◆ EXERCISE
Reproduce the data exactly. Omit no record.

Recorded data
--- START ---

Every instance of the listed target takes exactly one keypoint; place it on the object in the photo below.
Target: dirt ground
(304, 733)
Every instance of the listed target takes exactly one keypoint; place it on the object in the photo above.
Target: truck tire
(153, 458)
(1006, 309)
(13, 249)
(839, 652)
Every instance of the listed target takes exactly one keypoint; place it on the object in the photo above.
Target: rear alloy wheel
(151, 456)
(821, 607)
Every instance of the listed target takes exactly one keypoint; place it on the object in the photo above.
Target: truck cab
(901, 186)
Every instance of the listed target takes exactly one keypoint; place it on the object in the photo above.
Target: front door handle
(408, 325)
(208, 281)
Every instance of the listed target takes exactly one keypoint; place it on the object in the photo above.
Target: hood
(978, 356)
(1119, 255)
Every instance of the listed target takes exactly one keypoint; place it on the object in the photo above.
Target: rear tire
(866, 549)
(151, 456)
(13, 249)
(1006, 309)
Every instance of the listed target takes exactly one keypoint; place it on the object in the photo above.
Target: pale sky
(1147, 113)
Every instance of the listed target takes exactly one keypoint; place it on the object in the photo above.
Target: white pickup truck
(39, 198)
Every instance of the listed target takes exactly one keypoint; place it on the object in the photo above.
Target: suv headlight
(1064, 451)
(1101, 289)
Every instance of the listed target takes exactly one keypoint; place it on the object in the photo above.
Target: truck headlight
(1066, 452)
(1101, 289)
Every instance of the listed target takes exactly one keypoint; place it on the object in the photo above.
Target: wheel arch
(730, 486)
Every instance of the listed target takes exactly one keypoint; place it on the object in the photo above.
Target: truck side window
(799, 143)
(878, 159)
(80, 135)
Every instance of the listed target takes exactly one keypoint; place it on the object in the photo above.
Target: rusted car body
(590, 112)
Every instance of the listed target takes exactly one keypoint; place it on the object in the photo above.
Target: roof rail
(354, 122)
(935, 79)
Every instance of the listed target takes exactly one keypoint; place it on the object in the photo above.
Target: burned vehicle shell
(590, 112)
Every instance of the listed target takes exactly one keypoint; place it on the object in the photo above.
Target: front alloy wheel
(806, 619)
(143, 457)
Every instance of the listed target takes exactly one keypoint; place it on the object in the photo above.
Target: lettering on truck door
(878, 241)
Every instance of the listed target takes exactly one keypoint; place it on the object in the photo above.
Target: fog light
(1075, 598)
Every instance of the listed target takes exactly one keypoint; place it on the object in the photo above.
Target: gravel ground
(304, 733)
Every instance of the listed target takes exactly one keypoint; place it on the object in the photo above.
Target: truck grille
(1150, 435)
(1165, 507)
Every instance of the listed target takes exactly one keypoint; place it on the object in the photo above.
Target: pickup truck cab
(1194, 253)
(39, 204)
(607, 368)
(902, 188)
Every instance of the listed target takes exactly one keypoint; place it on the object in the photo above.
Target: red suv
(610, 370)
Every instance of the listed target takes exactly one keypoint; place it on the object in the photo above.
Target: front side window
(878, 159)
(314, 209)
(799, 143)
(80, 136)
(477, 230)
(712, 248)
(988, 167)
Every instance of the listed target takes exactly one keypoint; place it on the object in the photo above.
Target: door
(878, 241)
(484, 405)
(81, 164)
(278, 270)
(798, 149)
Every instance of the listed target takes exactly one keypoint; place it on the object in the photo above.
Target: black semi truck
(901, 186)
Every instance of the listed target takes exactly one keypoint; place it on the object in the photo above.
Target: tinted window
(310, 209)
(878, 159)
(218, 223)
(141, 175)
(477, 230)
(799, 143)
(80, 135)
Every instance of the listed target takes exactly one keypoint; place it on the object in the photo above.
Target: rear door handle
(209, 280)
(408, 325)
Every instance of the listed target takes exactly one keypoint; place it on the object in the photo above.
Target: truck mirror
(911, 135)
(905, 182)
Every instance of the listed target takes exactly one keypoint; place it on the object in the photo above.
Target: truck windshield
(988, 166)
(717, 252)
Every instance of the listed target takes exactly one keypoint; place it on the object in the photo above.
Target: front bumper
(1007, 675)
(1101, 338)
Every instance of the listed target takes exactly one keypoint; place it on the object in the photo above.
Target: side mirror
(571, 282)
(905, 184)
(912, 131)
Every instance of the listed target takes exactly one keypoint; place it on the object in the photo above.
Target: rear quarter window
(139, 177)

--- END ---

◆ RESULT OF THE TASK
Every instance of the listed target takes exactly one keypoint; place it on the object in the photo below.
Target: dirt ground
(304, 733)
Every instance of the listed target takes exactly one keypoint; place it on the object in the photo above.
Target: truck tire
(153, 458)
(1006, 309)
(13, 249)
(839, 652)
Every instance of the listed target takes exactly one keypoint; place it on the object in the photo above.
Target: rear alloy wheel
(151, 456)
(821, 607)
Every instance of the listed target takes exactly one keypoint; place it on the object in the photo above.
Target: truck cab
(901, 186)
Every instance of the listed target takes exactly one keypoint; place it on the object in the photo above.
Target: front door handle
(408, 325)
(208, 281)
Every instance of the listed target takes exactly one keypoint; place it on the object in the photo above.
Target: hood
(978, 356)
(1119, 255)
Every instance of the listed target takes exactly one keypoint; place it on the object in the photo above.
Target: rear tire
(866, 549)
(151, 456)
(13, 249)
(1006, 309)
Every instance of the listed target takes exactly one keypoint; place it on the object in the photo above.
Target: pale sky
(1147, 113)
Every instance of the listed target takes exactly one keypoint; place it on the object in the photo above.
Target: white pickup truck
(39, 198)
Every instance of the listed target takes exactly one keypoint; place it on the object in the photo above.
Target: suv headlight
(1064, 451)
(1101, 289)
Every instance of the listed target takes exactly one keypoint; place it on the object in the photo above.
Target: truck headlight
(1066, 452)
(1101, 289)
Every instance of the listed target takes exactly one keypoint; place it on the object in the photo above.
Target: wheel arch
(730, 486)
Every instance of the listed target takes exactly one keypoint; place it on the object in the photo above.
Target: truck side window
(799, 143)
(878, 159)
(80, 135)
Every instance of the listed target takes exactly one keypoint; place it on the object in the photo above.
Target: rusted car body
(590, 112)
Every instance of the listed target takes exactly one keypoint; place it on the object in the photo above.
Target: roof rail
(354, 122)
(935, 79)
Every instance of the listed target takes exactly one keypoint; place it on the object in the photo above.
Target: burned vehicle shell
(590, 112)
Every instance of the listed target takes exactly one keypoint; place it on the object in the photo above.
Target: front alloy wheel
(806, 619)
(143, 457)
Every instance of the listed target takes exactly one keypoint; place it on the object in the photo above.
Target: lettering on truck door
(878, 241)
Every instance of the listed target takes exactly one keypoint; place it on the object in the photo above.
Target: fog light
(1075, 598)
Every instance of the listed target takes exactly one keypoint; place it on the object in the photo above.
Target: gravel ground
(304, 733)
Every instance of the listed target takes exactly one keypoint; place it on the object in the photo above.
Target: truck grille
(1150, 435)
(1165, 507)
Every instance of the listed target takes exactly one keypoint; place it on the object in the photo above.
Target: pickup truck cab
(1194, 253)
(39, 204)
(607, 368)
(902, 188)
Every instance of the listed target takes exactly one keypoint; place it on the object in the photo above.
Target: red suv
(610, 370)
Every instance of the listed target takes exactly one keypoint; place it on the object in the photo above.
Target: front side window
(878, 159)
(314, 209)
(799, 143)
(80, 136)
(477, 230)
(712, 248)
(988, 167)
Every instance of the listed target takes exactly one keypoint; place it on the object in the photo above.
Target: door
(878, 241)
(484, 405)
(81, 164)
(278, 270)
(798, 149)
Every instance of the listed target takes exactly one keypoint; place it on the object in the photo above.
Target: black semi truck
(901, 186)
Every instance of the listed target takes exactly one keypoint; place it on the object in the photo above.
Target: tinted window
(310, 209)
(878, 159)
(218, 223)
(141, 175)
(477, 230)
(799, 143)
(80, 135)
Every instance of the listed target takes exactly one keypoint; place it on the object in the photo above.
Target: rear door handle
(209, 280)
(408, 325)
Every instance of the listed target takes exactly one keypoint; place it on the object in the photo above.
Target: truck mirror
(911, 135)
(905, 182)
Every instance of the listed target takes exactly one keypoint; place it on the object in the photo above.
Target: truck windshield
(988, 166)
(717, 252)
Every instance of the listed target takes exactly one keypoint; place it on the object in the photo above.
Target: front bumper
(1007, 675)
(1101, 338)
Every instance of the listed target takes exactly one keypoint; place it on the object in the photo above.
Target: side mirror
(571, 282)
(905, 184)
(912, 131)
Every instance of the listed target takes exactly one keypoint; place it on the object in the photo above.
Target: rear quarter window
(139, 177)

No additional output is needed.